#### Material shown

*-*-*

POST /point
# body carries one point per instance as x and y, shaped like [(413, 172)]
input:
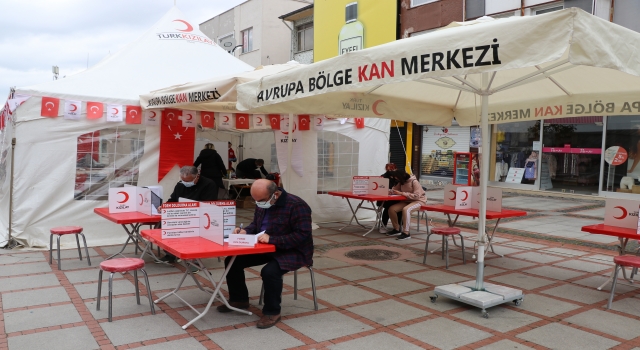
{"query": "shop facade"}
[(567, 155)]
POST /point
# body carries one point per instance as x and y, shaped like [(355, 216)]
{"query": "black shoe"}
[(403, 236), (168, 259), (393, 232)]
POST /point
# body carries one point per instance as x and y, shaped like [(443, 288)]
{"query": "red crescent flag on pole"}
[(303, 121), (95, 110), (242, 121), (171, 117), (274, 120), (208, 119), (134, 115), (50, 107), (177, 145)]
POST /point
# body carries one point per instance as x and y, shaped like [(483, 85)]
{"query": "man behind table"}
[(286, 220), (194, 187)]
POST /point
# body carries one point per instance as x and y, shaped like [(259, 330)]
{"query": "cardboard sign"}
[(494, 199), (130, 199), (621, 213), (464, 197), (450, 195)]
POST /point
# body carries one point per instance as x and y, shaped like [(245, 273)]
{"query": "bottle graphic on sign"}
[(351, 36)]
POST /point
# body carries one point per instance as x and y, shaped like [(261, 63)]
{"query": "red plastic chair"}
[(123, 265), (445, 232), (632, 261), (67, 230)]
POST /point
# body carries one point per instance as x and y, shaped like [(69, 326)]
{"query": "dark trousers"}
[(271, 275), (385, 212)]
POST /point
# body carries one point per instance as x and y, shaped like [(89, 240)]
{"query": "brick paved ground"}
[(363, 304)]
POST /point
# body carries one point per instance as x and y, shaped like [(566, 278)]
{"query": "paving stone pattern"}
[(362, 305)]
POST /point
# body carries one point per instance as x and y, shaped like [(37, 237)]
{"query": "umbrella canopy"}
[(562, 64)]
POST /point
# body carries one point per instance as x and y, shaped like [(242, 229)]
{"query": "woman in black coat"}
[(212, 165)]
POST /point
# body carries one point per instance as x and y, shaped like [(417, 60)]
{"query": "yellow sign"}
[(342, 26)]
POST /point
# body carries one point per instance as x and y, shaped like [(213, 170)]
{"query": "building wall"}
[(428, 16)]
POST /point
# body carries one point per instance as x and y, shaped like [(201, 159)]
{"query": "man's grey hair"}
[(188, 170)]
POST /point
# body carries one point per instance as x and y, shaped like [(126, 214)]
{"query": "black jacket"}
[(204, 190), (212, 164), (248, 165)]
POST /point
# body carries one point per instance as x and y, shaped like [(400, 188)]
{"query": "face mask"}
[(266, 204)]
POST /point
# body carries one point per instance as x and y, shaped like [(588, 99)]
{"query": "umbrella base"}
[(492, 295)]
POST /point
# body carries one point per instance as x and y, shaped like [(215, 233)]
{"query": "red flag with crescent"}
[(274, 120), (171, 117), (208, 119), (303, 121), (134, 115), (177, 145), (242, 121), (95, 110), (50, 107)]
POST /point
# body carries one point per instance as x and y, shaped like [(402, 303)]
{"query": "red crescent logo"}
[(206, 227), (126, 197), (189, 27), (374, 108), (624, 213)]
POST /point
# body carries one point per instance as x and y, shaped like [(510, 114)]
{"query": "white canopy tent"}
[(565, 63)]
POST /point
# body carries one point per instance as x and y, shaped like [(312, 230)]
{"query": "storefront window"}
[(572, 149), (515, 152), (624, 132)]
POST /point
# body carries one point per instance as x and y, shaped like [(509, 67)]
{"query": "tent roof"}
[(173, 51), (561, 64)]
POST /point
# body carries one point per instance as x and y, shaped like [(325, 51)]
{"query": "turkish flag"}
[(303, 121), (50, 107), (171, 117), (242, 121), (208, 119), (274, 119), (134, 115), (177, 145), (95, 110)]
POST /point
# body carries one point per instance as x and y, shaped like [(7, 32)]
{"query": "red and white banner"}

*-*-*

#### Instructions for the task
Count the lines in the items above that contain the string "umbrella", treating uppercase and lowercase as distinct. Give only the number.

#### Task response
2